== Текст для чтения ==
Это тем более ценно, что собственное его отношение к миру природы было лишено драматизма и питалось скорее ощущением гармонии всего живого («Этот мир… никогда не берется художником в момент какого-то конфликта, это идет в момент его естественного развития»)(26); в животных он склонен был видеть младших собратьев человека, а их мир восхищал его своей целесообразностью. Все истории его благополучны и по тону, и по итогам. Никто никого не поедает, никто не погибает, все кончается славно. Но он не смотрел на жизнь через розовые очки. Драматизм природы был Чарушину доподлинно знаком, и он об этом драматизме всегда помнил, а время от времени считал нужным напоминать и читателю. В рассказе «Цапля» появляется жутковатый образ серой разбойницы-цапли, которая вот-вот, на глазах у людей, загубит неосторожного воробья, но автор и его сын Никита вмешались, как милостивое Провидение: зашумели, напугали цаплю, и воробей успел улизнуть. В чудном рассказе «Медведь-рыбак» автор сталкивается с медведем и решает бежать—ружья нет, с медведем (не из сказки, не из зоопарка или цирка) шутки плохи. Страх его самый настоящий. Просто «обошлось». Засмотрелся немного и страх забыл — интересно! К финалу же происходит даже забавное эмоциональное сближение обоих героев: Чарушин хохочет, медведь смотрит на него, сидя в воде. «А мне до того смешно, что я ничего не боюсь — хохочу-заливаюсь, руками машу: уходи, мол, дурак, мочи больше нет! Уходи!» Обе истории могли кончиться трагически — одна для воробья, другая для человека, читателю это ясно без сомнений, но о дурном конце пусть рассказывает кто-нибудь другой, не Чарушин. Конечно, такой угол зрения на природу как нельзя кстати именно в детской литературе, которая вынуждена с большим трудом прокладывать путь между Сциллой суровой жизненной правды, правды без прикрас, и Харибдой идилличности. Но вряд ли Чарушин сознательно ориентировался на детское восприятие, отмеряя добро и зло в нужных пропорциях. Просто его трезвость понимания и знания мира была органически соединена с потребностью в добре, в справедливости, с простодушным, истинно детским желанием, чтобы у всех вокруг все было хорошо.
===
▶ Задание 1:
Покажите все строки записей, где встречается слово «stage».
== Фрагменты записей ==
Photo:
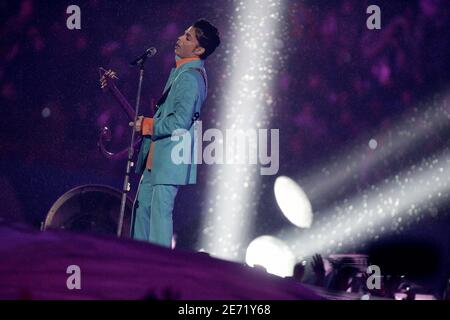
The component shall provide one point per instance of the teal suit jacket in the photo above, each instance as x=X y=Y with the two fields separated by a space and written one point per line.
x=186 y=97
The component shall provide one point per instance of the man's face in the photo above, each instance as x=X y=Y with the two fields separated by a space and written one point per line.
x=187 y=45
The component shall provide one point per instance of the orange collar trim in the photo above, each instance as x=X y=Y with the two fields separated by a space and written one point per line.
x=180 y=62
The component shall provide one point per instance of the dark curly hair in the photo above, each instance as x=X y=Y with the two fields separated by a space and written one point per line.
x=207 y=35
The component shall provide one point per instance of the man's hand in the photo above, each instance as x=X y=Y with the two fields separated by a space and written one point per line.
x=138 y=125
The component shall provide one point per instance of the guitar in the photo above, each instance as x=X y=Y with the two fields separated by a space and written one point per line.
x=107 y=81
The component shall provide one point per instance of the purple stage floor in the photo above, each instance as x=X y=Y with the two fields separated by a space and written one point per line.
x=34 y=266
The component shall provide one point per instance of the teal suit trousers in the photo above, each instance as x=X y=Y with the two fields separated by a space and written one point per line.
x=153 y=208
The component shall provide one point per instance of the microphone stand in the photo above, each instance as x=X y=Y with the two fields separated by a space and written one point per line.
x=126 y=184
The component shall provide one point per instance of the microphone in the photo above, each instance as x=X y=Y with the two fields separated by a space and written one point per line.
x=150 y=52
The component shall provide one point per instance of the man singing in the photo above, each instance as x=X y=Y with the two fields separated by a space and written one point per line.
x=179 y=107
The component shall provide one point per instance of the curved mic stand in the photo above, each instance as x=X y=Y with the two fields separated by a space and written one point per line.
x=126 y=184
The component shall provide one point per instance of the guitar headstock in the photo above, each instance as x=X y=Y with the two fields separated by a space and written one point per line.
x=106 y=77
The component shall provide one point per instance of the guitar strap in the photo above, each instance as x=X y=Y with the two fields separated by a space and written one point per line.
x=163 y=98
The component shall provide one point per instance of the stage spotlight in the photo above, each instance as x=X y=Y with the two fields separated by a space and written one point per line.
x=293 y=202
x=404 y=199
x=252 y=60
x=271 y=253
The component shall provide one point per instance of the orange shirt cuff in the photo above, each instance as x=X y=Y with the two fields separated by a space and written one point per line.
x=147 y=127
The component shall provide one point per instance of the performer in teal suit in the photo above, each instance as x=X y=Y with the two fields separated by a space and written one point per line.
x=179 y=107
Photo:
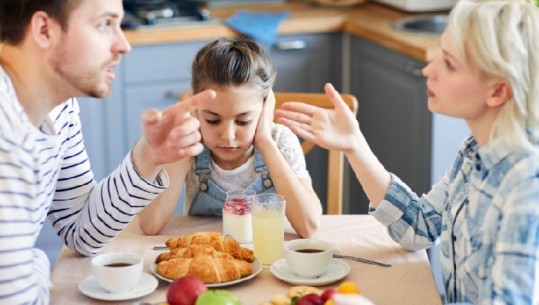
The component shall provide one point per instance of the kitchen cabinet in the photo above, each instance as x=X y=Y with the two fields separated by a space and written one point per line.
x=392 y=114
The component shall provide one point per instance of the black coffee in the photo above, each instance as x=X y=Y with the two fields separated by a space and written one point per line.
x=118 y=265
x=309 y=250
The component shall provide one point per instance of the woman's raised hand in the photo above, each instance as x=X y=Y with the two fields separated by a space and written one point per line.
x=335 y=128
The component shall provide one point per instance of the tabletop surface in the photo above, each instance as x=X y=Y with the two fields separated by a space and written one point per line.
x=408 y=281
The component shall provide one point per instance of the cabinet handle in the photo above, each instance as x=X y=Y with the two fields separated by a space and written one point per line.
x=173 y=95
x=291 y=45
x=413 y=68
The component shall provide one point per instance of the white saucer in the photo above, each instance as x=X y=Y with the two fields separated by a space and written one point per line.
x=89 y=287
x=336 y=271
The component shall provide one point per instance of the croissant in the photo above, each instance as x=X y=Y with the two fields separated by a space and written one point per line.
x=191 y=251
x=217 y=240
x=208 y=269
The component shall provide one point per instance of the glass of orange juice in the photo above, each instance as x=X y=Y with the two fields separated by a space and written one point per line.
x=267 y=212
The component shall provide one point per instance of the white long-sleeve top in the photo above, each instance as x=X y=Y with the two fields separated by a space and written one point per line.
x=44 y=173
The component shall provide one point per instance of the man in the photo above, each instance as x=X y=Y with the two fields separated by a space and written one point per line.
x=52 y=51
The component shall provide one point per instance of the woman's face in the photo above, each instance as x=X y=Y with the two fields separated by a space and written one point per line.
x=454 y=89
x=228 y=124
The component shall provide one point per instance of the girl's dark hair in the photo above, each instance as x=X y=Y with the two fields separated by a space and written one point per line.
x=232 y=62
x=15 y=16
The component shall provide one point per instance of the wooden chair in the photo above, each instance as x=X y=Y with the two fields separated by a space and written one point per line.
x=335 y=181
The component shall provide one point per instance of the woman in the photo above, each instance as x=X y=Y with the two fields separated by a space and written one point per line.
x=484 y=212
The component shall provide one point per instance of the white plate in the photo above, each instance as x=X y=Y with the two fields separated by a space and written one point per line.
x=337 y=270
x=257 y=268
x=89 y=287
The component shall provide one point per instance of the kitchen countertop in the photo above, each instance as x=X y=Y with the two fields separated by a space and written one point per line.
x=368 y=20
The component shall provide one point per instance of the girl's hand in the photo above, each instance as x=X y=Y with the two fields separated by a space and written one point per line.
x=330 y=128
x=264 y=128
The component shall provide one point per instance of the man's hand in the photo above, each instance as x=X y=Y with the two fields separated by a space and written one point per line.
x=169 y=135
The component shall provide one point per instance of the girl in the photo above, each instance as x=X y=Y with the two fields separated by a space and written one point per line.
x=485 y=210
x=243 y=148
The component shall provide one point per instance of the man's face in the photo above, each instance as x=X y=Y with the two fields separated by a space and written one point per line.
x=84 y=56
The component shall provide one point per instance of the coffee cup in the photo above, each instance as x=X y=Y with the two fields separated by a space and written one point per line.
x=308 y=258
x=117 y=272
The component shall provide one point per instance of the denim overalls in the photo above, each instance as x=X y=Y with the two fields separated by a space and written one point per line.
x=211 y=197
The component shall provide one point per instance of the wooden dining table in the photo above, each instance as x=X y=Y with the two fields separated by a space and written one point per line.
x=408 y=281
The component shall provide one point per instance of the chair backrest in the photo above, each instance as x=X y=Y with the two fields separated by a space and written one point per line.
x=335 y=180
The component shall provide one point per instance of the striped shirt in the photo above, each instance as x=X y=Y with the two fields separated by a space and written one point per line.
x=485 y=214
x=44 y=173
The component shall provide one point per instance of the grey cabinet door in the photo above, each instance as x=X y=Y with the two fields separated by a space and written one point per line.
x=305 y=63
x=392 y=114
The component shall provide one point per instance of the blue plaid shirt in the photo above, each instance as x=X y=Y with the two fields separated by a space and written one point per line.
x=485 y=214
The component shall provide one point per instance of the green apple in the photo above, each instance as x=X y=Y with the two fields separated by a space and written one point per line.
x=218 y=297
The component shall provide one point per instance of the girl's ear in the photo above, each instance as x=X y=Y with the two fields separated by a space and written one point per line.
x=500 y=93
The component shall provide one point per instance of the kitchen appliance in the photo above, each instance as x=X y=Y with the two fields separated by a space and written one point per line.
===
▶ Задание 2:
Кто вместе с автором напугал цаплю в рассказе «Цапля», согласно тексту о Чарушине?

▶ Полный ответ 1:
The component shall provide one point per instance of the purple stage floor in the photo above, each instance as x=X y=Y with the two fields separated by a space and written one point per line.
The component shall provide one point per instance of the stage spotlight in the photo above, each instance as x=X y=Y with the two fields separated by a space and written one point per line.

▶ Полный ответ 2:
Его сын Никита.